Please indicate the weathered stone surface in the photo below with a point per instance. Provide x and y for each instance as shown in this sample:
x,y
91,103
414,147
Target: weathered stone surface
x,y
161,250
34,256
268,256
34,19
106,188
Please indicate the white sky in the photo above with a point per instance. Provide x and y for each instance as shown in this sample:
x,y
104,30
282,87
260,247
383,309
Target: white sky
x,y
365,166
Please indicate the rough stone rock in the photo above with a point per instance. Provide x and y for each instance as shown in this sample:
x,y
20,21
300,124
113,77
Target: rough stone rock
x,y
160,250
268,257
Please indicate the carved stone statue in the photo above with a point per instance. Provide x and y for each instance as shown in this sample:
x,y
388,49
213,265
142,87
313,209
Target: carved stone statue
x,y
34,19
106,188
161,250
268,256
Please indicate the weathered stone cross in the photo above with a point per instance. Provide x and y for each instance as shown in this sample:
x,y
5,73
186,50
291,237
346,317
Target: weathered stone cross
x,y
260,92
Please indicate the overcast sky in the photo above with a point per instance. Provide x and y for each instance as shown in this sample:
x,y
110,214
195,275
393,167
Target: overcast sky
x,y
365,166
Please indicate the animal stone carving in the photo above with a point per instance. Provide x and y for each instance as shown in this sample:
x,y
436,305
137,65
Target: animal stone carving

········

**Work required**
Retype the material in full, character for character.

**Written answer**
Please indicate the weathered stone surface in the photo below with a point per instance. Provide x and y for each instance as shown in this sample:
x,y
91,103
414,147
Target: weathered stone surface
x,y
161,250
34,256
268,256
34,19
106,188
Please indicate the white sky in the photo above with a point per instance. Provide x and y for each instance as shown in this sample:
x,y
104,30
282,87
260,247
383,309
Target: white sky
x,y
365,166
Please indicate the rough stone rock in the photo above with a point per instance. Provide x and y for each instance as shown in this sample:
x,y
20,21
300,124
113,77
Target: rough stone rock
x,y
160,250
268,257
Please indicate the carved stone statue in the photo above with a point per instance. Provide x and y for each instance as shown in this sample:
x,y
388,49
213,265
142,87
313,209
Target: carved stone statue
x,y
34,19
106,188
161,250
268,256
Please indicate the weathered stone cross in the photo above with a point per instance. Provide x and y for each instance as shown in this sample:
x,y
5,73
186,50
291,237
346,317
Target: weathered stone cross
x,y
260,92
Please indicate the overcast sky in the photo above with a point per instance. Provide x and y for each instance as shown in this sample:
x,y
110,214
195,275
393,167
Target: overcast sky
x,y
365,166
Please indicate the animal stone carving in the photo above with a point per instance. Provide x and y for each instance as shown in this sample:
x,y
436,305
137,65
Target: animal stone carving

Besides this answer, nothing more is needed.